Work required ▸ Reproduce the entries below verbatim, keeping every line unchanged.

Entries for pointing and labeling
==*==
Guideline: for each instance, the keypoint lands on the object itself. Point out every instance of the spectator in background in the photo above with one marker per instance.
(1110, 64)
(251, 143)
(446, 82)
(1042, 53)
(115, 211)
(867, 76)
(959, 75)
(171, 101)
==*==
In response ▸
Guideline: for each instance, the keypoint lands on the object itself. Point out every instance of the spectator in background in the photo above with one marker per instance.
(1110, 64)
(251, 143)
(446, 82)
(1042, 53)
(115, 211)
(867, 76)
(959, 75)
(171, 101)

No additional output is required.